— Task details —
From the rows below, return every line that contains the word "with".

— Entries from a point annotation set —
______

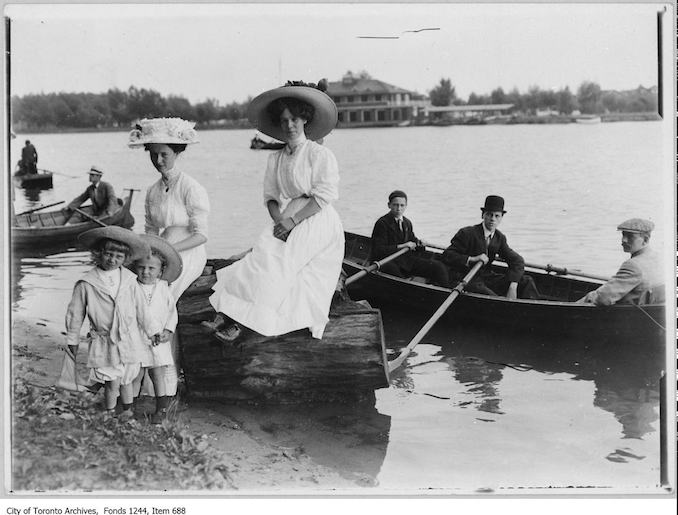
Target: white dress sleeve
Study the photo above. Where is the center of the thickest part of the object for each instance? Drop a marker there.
(325, 176)
(150, 227)
(271, 186)
(197, 208)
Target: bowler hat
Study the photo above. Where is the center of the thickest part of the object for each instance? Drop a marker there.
(173, 263)
(324, 117)
(636, 225)
(493, 203)
(138, 247)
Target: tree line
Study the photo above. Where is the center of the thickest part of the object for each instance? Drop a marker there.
(589, 99)
(115, 109)
(119, 109)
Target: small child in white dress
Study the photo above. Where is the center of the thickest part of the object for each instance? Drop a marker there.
(154, 273)
(109, 297)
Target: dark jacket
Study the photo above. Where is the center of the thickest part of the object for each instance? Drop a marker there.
(103, 199)
(470, 241)
(386, 236)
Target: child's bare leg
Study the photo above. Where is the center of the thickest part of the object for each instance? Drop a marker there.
(111, 390)
(158, 377)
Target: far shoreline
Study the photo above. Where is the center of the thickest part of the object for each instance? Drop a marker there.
(514, 120)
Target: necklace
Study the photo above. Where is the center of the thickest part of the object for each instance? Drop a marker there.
(148, 292)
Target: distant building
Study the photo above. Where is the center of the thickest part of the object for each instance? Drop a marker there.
(366, 102)
(467, 113)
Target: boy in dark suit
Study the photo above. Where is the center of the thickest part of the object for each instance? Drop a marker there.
(484, 242)
(393, 232)
(99, 192)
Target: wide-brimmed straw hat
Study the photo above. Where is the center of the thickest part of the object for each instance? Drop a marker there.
(138, 247)
(173, 262)
(162, 130)
(324, 118)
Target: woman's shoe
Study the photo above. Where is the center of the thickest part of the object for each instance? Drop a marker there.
(215, 324)
(230, 334)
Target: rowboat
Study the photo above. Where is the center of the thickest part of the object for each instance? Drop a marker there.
(554, 314)
(348, 364)
(259, 144)
(41, 180)
(588, 119)
(49, 228)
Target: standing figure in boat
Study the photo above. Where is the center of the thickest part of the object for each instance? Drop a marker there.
(639, 279)
(484, 242)
(288, 280)
(177, 206)
(29, 159)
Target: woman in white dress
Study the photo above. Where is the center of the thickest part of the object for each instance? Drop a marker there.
(288, 280)
(177, 206)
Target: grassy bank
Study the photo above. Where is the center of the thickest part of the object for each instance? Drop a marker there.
(63, 442)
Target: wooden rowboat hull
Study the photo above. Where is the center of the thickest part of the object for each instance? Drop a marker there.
(46, 229)
(41, 180)
(621, 322)
(349, 363)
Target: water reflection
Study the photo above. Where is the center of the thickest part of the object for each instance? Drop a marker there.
(625, 379)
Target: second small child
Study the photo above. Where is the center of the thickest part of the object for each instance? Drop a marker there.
(154, 274)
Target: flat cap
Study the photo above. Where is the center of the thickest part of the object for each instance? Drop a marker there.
(636, 225)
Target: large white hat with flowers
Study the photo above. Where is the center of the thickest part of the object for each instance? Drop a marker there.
(162, 130)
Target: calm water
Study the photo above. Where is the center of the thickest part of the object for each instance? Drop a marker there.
(472, 411)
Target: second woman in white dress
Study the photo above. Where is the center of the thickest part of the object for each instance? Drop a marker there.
(288, 280)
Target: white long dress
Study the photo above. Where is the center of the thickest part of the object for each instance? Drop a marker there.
(175, 211)
(284, 286)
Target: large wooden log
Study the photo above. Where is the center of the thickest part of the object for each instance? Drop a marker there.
(347, 364)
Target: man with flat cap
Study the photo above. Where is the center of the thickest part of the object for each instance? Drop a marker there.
(639, 279)
(484, 242)
(101, 194)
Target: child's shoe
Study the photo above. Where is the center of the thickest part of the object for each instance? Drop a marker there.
(215, 324)
(158, 417)
(126, 415)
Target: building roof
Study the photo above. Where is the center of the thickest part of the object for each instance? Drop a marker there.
(362, 86)
(480, 107)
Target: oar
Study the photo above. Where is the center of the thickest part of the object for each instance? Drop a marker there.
(375, 266)
(90, 217)
(392, 365)
(549, 268)
(39, 208)
(58, 173)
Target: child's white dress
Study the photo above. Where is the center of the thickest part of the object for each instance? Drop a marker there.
(116, 310)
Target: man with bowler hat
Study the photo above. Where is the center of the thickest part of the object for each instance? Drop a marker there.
(639, 279)
(484, 242)
(101, 194)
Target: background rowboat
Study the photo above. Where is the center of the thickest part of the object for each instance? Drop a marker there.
(48, 228)
(556, 314)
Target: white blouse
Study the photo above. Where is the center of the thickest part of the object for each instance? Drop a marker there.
(311, 171)
(181, 202)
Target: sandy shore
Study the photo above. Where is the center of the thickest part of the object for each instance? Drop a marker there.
(262, 454)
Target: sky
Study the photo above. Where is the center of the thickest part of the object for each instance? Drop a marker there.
(228, 52)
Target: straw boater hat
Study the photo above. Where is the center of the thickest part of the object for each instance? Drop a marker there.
(162, 130)
(173, 263)
(638, 225)
(324, 118)
(138, 247)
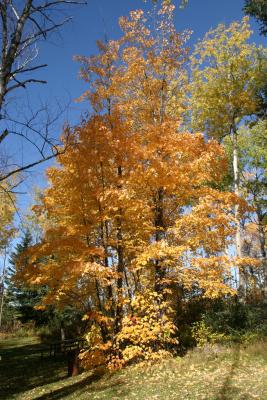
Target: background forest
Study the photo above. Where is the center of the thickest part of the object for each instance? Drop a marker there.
(150, 237)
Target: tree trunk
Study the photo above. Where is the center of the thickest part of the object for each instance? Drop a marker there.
(262, 239)
(242, 282)
(159, 225)
(120, 269)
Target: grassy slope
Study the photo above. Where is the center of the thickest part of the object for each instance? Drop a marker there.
(216, 373)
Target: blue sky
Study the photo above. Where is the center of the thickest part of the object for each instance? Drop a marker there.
(92, 22)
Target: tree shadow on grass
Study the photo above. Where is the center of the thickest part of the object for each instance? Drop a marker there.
(22, 369)
(81, 386)
(228, 392)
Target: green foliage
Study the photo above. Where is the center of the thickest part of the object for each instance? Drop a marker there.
(258, 10)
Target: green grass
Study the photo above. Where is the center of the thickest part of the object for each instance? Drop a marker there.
(214, 373)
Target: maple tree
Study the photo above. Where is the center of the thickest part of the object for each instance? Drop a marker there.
(134, 210)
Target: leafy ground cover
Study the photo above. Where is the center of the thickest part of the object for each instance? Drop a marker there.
(213, 373)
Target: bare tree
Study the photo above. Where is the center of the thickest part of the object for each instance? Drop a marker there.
(23, 24)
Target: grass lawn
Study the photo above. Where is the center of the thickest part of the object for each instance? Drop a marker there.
(217, 373)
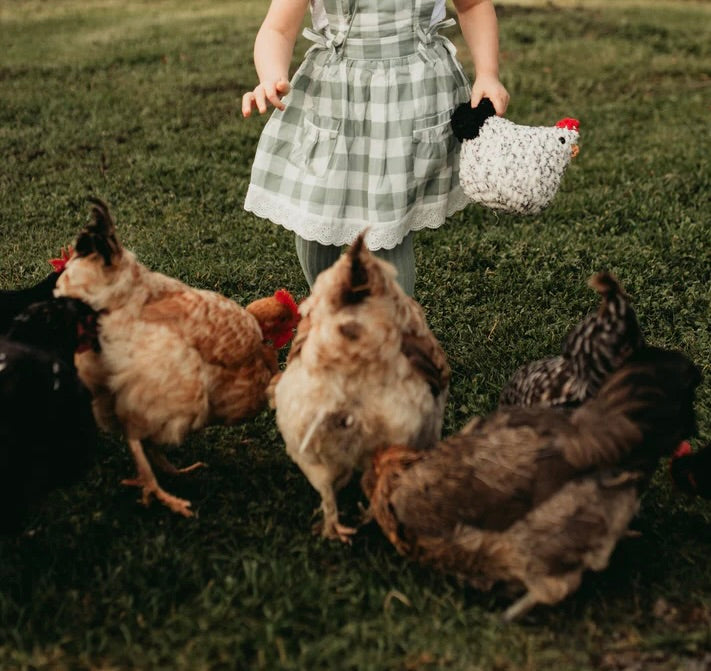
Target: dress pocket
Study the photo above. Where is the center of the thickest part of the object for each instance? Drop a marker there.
(313, 149)
(432, 141)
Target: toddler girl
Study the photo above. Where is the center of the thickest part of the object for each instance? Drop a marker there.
(361, 136)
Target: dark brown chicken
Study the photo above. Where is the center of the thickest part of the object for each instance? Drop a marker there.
(596, 347)
(533, 497)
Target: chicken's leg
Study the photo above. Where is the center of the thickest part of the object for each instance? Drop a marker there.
(148, 483)
(520, 607)
(322, 480)
(159, 460)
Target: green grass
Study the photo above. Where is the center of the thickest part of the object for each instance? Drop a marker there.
(137, 102)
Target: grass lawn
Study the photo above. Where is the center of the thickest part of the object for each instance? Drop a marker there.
(137, 102)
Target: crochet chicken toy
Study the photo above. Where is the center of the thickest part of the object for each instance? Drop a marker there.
(509, 167)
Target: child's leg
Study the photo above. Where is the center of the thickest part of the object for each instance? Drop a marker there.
(315, 257)
(403, 258)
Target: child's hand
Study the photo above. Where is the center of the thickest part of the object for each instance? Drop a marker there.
(266, 92)
(490, 87)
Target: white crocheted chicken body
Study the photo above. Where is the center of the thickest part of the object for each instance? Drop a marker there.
(510, 167)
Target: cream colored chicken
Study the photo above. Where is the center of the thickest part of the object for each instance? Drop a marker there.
(172, 358)
(364, 371)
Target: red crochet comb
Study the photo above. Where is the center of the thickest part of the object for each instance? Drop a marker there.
(286, 331)
(58, 264)
(569, 124)
(683, 449)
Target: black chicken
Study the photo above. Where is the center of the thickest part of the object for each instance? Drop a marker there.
(14, 301)
(691, 470)
(594, 349)
(47, 429)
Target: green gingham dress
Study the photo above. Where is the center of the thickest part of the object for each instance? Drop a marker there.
(365, 139)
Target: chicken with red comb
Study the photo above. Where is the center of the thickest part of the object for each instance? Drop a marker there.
(172, 358)
(508, 166)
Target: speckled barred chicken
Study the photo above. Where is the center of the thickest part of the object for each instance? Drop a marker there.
(532, 497)
(594, 349)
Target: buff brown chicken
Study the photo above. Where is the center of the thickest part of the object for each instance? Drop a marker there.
(532, 497)
(364, 371)
(172, 358)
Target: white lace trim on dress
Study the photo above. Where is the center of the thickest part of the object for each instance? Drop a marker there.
(322, 229)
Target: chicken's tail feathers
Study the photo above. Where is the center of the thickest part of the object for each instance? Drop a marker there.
(358, 284)
(467, 120)
(99, 235)
(645, 409)
(617, 313)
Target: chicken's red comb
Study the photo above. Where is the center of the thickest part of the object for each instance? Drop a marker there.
(285, 298)
(58, 264)
(683, 449)
(569, 123)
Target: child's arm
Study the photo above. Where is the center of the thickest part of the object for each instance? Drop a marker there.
(273, 49)
(477, 19)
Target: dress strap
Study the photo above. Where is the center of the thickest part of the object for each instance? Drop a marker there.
(326, 39)
(430, 35)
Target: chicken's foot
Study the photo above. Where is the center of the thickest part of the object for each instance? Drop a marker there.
(146, 480)
(159, 460)
(520, 607)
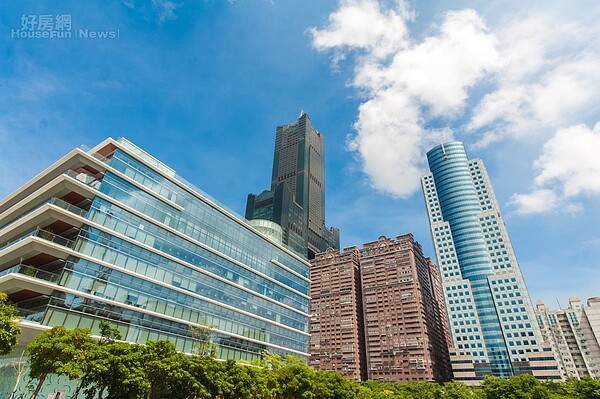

______

— Correct result —
Target: large white hat with flowers
Target: man with flat cap
Target: man with bowler hat
Target: chicken with red comb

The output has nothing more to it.